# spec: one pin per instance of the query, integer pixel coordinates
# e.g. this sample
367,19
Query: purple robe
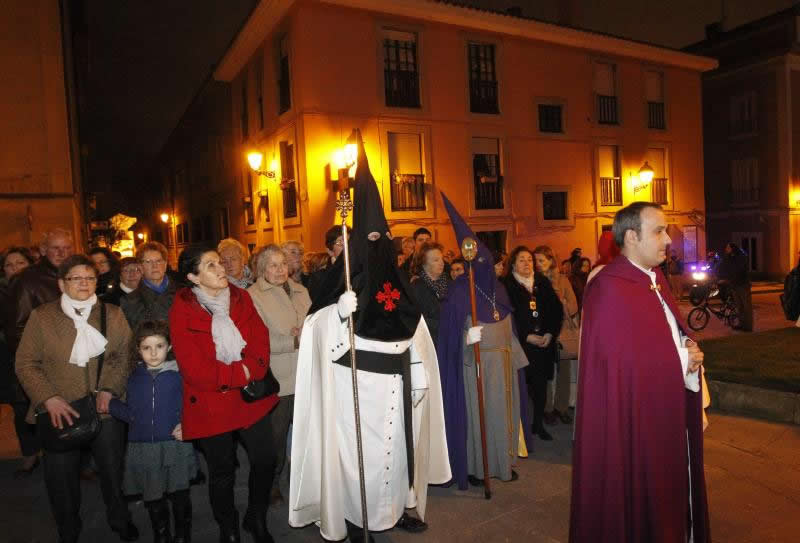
630,475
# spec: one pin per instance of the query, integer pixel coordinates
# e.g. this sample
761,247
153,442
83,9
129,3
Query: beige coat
280,313
42,361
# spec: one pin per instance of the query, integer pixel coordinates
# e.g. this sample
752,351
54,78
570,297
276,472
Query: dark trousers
62,477
29,444
281,417
220,454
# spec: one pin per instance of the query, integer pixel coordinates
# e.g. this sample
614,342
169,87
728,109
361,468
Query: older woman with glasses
233,256
283,305
57,363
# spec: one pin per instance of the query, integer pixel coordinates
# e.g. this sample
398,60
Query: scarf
160,289
228,340
245,281
526,282
439,287
89,342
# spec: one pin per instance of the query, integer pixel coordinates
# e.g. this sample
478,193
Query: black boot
255,523
182,515
230,533
159,518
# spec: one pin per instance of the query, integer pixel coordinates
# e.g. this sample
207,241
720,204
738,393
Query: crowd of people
178,355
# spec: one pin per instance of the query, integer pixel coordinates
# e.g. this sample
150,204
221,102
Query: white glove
347,304
474,335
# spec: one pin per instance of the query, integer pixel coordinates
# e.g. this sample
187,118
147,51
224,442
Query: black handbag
261,388
85,428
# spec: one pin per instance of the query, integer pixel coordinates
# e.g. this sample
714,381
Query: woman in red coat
221,345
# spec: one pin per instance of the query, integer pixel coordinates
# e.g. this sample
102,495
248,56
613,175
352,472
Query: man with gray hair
35,285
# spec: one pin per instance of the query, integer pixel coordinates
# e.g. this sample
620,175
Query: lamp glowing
646,173
255,159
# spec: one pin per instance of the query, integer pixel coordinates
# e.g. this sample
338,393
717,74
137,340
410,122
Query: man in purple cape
638,459
457,371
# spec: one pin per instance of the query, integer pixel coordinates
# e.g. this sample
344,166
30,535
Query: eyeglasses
79,279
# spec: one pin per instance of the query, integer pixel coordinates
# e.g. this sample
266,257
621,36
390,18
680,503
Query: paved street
752,467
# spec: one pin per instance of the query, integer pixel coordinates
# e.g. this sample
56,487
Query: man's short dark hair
630,218
330,236
422,230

WHAT NEEDS TO BE DONE - Return each line of the material exactly as written; exclude the pictures.

EXERCISE ANSWER -
# spec: one pin per instance of the query, integer pixel coordinates
# e.g. this sample
367,19
Query: purple robe
630,475
# spec: one pin per instance of the query, integer pixel coordinates
# e.g. this sample
761,247
153,442
83,9
129,3
Query: beige coat
280,313
42,361
# spec: one pin per instance of the query, integer pixel coordinates
# e.g. this sample
752,351
54,78
570,297
276,472
Query: dark trousers
62,477
29,444
281,417
220,454
# spec: one pin per instance of the query, integer pixel coordinates
# e.g. this sample
614,342
169,87
728,109
361,468
Query: older woman with glasses
233,256
283,305
57,363
# spec: one pin per instance of the query, integer pixel coordinates
# e.g. this sample
398,60
Query: scarf
160,289
228,340
245,281
526,282
439,287
89,342
# spec: one pin per instance of the query, integer pixel coordinates
# e.g. this sample
478,193
Query: black boot
255,523
182,515
230,533
159,518
# spec: one pin per instance of the query, integer pixel coordinates
# e.g. this sample
207,241
720,204
738,393
Query: crowd of people
178,355
# spec: one pin per instance of the query, integer pixel coordinates
# e.g. this sample
150,204
221,102
Query: white glove
347,304
474,335
# spec: one pin per instance of the query, integer pixel coordinates
# e.g. this sample
187,118
147,51
224,442
Query: black handbag
261,388
85,428
# spec: one pin per instance of the query, integer pixel coordinates
# e.g. this sample
714,381
Query: woman in red coat
221,345
# spec: one pin per instance of the query, integer pixel coordinates
# e.g. this sample
102,495
248,56
613,175
352,472
Query: man with gray hair
35,285
# spec: one pin per instance of the query, integer pixel coordinates
# e.g. this sample
620,175
Query: lamp glowing
646,173
255,159
# spec: one pin per instance of the query, integer pixel coordinates
# e.g. this sample
338,393
717,74
137,340
410,122
Query: man in purple cape
638,459
457,371
# spec: one pin per instance of the query, integer pixel coordinates
# e.g. this sample
344,166
30,535
Query: eyeglasses
79,279
# spec: one pin per instance of the query, integer pixel coordinates
# e.g. this sample
266,257
621,36
390,18
680,503
Query: paved street
752,467
# spec: one pin per instance of the query, integer pixel coordinates
# e.g. this sample
56,487
Query: man's short dark hair
630,218
330,236
422,230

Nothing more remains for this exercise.